══ Stored records

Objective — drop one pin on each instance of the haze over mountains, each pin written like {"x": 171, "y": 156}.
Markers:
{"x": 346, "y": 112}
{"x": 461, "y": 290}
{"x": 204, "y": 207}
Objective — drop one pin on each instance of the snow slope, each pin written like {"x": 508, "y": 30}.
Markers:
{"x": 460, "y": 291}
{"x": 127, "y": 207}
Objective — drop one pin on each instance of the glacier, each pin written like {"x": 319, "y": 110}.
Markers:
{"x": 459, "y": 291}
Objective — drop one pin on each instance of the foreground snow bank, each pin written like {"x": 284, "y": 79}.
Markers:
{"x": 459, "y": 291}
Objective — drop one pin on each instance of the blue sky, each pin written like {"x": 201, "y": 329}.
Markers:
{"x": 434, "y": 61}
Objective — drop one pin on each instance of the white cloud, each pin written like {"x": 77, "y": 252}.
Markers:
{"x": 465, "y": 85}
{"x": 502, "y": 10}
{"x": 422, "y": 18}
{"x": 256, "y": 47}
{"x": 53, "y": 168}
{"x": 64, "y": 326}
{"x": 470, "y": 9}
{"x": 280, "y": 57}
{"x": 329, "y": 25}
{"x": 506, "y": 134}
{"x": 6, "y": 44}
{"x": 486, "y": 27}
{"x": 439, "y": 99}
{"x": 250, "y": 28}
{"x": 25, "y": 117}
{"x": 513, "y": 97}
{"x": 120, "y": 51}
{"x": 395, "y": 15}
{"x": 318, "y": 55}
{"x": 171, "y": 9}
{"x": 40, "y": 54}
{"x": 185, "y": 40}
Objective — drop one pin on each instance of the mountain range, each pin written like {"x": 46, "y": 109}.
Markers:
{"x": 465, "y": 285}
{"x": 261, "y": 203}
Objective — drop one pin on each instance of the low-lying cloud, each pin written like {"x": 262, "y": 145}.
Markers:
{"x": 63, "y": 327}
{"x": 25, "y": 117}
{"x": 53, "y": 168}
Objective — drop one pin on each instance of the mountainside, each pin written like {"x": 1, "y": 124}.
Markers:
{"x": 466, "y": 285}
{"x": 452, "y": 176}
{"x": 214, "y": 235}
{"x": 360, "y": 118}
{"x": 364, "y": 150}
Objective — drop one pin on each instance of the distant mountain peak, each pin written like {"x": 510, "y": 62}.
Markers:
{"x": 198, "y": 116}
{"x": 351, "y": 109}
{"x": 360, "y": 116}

════

Reproduce all of the material above, substituting "Points" for every occurrence of "Markers" and leaving everything else unchanged.

Objective — drop one pin on each instance of the haze over mountains, each pin written like {"x": 171, "y": 156}.
Points:
{"x": 346, "y": 112}
{"x": 461, "y": 290}
{"x": 204, "y": 207}
Objective — drop one pin on each instance of the snow slope, each pin written like {"x": 508, "y": 30}.
Points:
{"x": 460, "y": 291}
{"x": 127, "y": 207}
Objective — drop one pin on each instance of the glacier, each pin written like {"x": 319, "y": 110}.
Points:
{"x": 459, "y": 291}
Objective — drop one pin on each instance of the foreground snow bank, each pin written like {"x": 284, "y": 79}.
Points:
{"x": 459, "y": 291}
Objective — drop one pin on each instance of the blue sky, each pin written like {"x": 201, "y": 329}.
Points:
{"x": 434, "y": 61}
Objective — drop one pin on each instance of the white cloud, each pin written like {"x": 77, "y": 252}.
Points:
{"x": 465, "y": 85}
{"x": 502, "y": 10}
{"x": 422, "y": 18}
{"x": 256, "y": 47}
{"x": 53, "y": 168}
{"x": 64, "y": 326}
{"x": 470, "y": 9}
{"x": 280, "y": 57}
{"x": 329, "y": 25}
{"x": 506, "y": 134}
{"x": 6, "y": 44}
{"x": 486, "y": 27}
{"x": 439, "y": 99}
{"x": 250, "y": 28}
{"x": 25, "y": 117}
{"x": 513, "y": 97}
{"x": 120, "y": 51}
{"x": 395, "y": 15}
{"x": 318, "y": 55}
{"x": 171, "y": 9}
{"x": 40, "y": 54}
{"x": 185, "y": 40}
Objective — drop one pin on each instance of the mountain range, each pin written like {"x": 46, "y": 109}.
Points:
{"x": 465, "y": 285}
{"x": 261, "y": 203}
Objective — drop one pin on each instance of the low-lying cloud, each pin written like {"x": 262, "y": 145}.
Points:
{"x": 63, "y": 327}
{"x": 25, "y": 117}
{"x": 53, "y": 168}
Objective — drop one pin on each instance of the mountainside, each pin written like {"x": 1, "y": 124}.
Points:
{"x": 466, "y": 285}
{"x": 452, "y": 176}
{"x": 214, "y": 235}
{"x": 360, "y": 118}
{"x": 364, "y": 150}
Objective — drop one pin on each instance of the distant mountain peak, each pin written like {"x": 510, "y": 62}.
Points:
{"x": 198, "y": 116}
{"x": 351, "y": 109}
{"x": 360, "y": 116}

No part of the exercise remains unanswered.